(Given text Opens)

This paper presents MoMo, a model-based adaptive learning rate method that reinterprets the standard min f(x) problem by constructing a model of the actual function as opposed to the batchwise functions that are typically used. The paper focuses on SGD with momentum (SGD-M) and Adam, showing new theoretical adaptive learning rates for each. Experiments are conducted to compare against SGD-M and Adam.

优点

The paper is well-written, and flows well. Overall, conclusions are grounded in theorems that are proven in the appendix.
Experiments are shown across a wide range of architectures.

缺点

Critically, this paper does not compare against other adaptive learning rate methods such as AdaBound [1], AdaShift [2], AdaDB [3], LipschitzLR [4], AdaDelta [5], or WNGrad [6]. As such, its actual performance compared to other state-of-the-art algorithms is unknown, since the above-listed algorithms all show that adaptive learning rates outperform standard SGD-M and Adam.
From Figures 2-3, it seems that MoMo tends to use small adaptive learning rates. This is in contrast to other methods such as AdaDelta (see [5] Fig. 2) or LipschitzLR (see [4] Fig. 3). Does this mean that in comparison, MoMo takes more iterations to reach an epsilon-ball of the minima? If so, does this mean MoMo is more computationally intensive?
Although the experiments were repeated 3-5 times, it does not appear that any statistical tests were used to verify the significance of the improvements.

(Given text Closes)
(Data listing Opens)

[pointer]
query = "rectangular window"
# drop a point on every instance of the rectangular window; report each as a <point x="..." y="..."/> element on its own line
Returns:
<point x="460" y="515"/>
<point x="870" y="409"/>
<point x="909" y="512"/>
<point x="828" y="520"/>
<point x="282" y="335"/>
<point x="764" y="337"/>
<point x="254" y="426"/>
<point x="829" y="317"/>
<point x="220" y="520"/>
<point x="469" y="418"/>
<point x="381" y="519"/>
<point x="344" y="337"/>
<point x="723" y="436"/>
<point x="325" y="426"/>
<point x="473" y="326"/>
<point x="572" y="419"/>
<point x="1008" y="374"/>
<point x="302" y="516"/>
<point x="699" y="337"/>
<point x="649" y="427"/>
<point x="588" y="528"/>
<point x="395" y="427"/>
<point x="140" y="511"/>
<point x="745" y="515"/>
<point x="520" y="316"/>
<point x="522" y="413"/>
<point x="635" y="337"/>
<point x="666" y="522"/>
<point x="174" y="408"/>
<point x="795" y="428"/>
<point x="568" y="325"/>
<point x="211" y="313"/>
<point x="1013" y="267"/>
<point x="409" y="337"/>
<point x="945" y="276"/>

(Data listing Closes)

What you need to do
1. Using the MoMo review, answer these:
(a) Which two methods does the paper focus on?
(b) Where are the theorems behind the conclusions proven?
(c) How many times were the experiments repeated?
2. Carry the MoMo review on from its last sentence.

Activity answers
1.
(a) SGD with momentum (SGD-M) and Adam
(b) In the appendix
(c) 3-5 times

2.
[1] Luo, Liangchen, et al. "Adaptive gradient methods with dynamic bound of learning rate." arXiv preprint arXiv:1902.09843 (2019).

[2] Zhou, Zhiming, et al. "Adashift: Decorrelation and convergence of adaptive learning rate methods." arXiv preprint arXiv:1810.00143 (2018).

[3] Yang, Liu, and Deng Cai. "AdaDB: An adaptive gradient method with data-dependent bound." Neurocomputing 419 (2021): 183-189.

[4] Yedida, Rahul, Snehanshu Saha, and Tejas Prashanth. "Lipschitzlr: Using theoretically computed adaptive learning rates for fast convergence." Applied Intelligence 51 (2021): 1460-1478.

[5] Zeiler, Matthew D. "Adadelta: an adaptive learning rate method." arXiv preprint arXiv:1212.5701 (2012).

[6] Wu, Xiaoxia, Rachel Ward, and Léon Bottou. "Wngrad: Learn the learning rate in gradient descent." arXiv preprint arXiv:1803.02865 (2018).

问题

In Algorithm 3, what is the motivation for the new value of $f_*^k$ ? As a follow-up, from Appendix E.4, it seems the ResetStar and EstimateStar are rather important to the overall algorithm. Are there ways to modify the base MoMo algorithm so this check is not needed? Alternatively, can the estimation be improved?
In Algorithms 3 and 4, why in the $\max$ , do you use $f_*^1$ ?

审稿意见

评分: 3置信度: 42023-11-02

The paper proposed a new algorithm with new adaptive learning rates.

优点

The intuition of the algorithmic design is mostly clear.

缺点

Most experiments are too simple and toy, not convincing. It would be better to see how the performance of Momo methods on larger-scale experiments such as imagenet (instead of imagenet32) or larger NLP tasks (e.g. LLM pretraining such as GPT2 on OpenwebText or the Pile datasets ), or diffusion models. Without any of these experiments, it is hard to judge the effectiveness of the proposed method.

问题

What is the practical advantage of Momo methods compared to SGD or Adam? Is there any training speed-up？ Does Momo methods bring better performance? How does it save the trouble of hyperparameter tuning? All of these are unclear or buried deeply somewhere in the script.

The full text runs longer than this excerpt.